>> begin Input for this task

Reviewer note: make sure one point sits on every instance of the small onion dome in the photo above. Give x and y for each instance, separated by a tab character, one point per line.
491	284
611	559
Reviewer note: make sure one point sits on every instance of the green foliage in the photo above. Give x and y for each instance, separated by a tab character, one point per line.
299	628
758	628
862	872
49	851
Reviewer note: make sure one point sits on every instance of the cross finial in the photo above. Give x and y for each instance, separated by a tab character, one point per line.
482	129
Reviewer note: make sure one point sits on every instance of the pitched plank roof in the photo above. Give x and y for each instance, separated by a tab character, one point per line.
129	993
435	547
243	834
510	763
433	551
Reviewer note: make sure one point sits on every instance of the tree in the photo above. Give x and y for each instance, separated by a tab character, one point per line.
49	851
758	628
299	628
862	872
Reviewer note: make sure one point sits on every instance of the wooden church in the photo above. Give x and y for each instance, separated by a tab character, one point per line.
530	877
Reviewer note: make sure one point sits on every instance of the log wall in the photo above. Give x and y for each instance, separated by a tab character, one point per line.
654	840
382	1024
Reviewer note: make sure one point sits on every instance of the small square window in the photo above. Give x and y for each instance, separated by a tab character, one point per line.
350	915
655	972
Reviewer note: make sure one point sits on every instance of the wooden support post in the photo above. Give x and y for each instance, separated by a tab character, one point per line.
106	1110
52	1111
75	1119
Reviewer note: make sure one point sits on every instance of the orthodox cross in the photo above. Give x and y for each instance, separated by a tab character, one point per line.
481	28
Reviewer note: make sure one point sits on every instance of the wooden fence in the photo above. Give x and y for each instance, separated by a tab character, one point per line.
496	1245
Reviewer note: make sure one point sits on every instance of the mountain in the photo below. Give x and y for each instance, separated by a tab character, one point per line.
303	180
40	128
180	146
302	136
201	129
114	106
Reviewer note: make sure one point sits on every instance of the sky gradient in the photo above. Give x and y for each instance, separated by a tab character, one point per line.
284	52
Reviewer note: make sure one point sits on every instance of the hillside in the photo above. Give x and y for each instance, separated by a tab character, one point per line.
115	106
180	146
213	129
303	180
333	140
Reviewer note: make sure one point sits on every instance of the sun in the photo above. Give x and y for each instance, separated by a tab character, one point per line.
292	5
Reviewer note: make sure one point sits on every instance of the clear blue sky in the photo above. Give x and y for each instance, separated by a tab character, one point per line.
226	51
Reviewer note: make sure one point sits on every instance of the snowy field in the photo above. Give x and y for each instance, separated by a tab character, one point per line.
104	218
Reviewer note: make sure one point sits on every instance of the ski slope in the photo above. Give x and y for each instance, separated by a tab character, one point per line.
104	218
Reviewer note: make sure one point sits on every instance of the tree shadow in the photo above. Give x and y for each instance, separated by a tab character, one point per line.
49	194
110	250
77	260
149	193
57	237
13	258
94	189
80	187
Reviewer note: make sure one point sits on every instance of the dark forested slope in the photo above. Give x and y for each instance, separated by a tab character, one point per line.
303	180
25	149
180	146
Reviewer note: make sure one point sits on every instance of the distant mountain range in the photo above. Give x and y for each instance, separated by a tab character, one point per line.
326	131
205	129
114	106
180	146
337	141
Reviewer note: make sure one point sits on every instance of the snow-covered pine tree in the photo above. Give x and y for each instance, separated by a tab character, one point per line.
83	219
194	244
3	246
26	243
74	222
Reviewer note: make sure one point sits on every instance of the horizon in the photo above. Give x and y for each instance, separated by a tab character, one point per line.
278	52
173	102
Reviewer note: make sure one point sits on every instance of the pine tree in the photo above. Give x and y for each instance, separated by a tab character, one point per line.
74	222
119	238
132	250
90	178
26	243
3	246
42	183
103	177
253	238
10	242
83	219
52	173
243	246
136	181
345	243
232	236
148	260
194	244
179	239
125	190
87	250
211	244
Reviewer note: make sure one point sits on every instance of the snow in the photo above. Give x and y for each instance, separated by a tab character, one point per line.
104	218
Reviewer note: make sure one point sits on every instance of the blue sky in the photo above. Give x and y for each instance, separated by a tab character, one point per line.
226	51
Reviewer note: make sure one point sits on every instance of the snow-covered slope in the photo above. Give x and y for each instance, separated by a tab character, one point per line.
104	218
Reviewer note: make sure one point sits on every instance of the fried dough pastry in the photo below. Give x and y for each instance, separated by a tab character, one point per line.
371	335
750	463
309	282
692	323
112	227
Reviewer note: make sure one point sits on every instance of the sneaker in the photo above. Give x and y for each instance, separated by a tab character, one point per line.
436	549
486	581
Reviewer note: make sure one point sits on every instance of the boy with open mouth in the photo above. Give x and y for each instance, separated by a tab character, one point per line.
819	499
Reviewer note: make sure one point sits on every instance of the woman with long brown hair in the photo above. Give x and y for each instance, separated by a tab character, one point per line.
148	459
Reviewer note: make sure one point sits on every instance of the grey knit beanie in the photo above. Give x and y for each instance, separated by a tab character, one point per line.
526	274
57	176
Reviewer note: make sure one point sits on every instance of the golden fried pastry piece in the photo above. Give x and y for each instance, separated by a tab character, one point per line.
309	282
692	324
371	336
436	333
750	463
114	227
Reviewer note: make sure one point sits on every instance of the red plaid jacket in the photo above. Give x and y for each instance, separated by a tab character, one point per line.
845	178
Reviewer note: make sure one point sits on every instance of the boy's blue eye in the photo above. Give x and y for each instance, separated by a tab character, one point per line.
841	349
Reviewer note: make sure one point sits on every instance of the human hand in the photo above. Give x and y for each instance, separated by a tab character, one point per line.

>> end Input for this task

▶ [Challenge]: Can you rewrite the entries starting at the line containing "the red plaid" and ending at the last entry, with every "Reviewer note" changed to "Annotator note" and nothing else altered?

▶ [Expected output]:
Annotator note: make sure one point sits on every instance of the red plaid jacket in the photo above. Give x and y for each instance, separated by a tab character, one point per line.
845	178
Annotator note: make sure one point sits on every instance of the boy's blue eye in the photo above. Give x and y for each instance, separated by a tab character, one point per line.
841	349
Annotator note: make sure one point sits on every instance of the human hand in the photo above. Give x and y for each instance, separated by a tab character, one point per line.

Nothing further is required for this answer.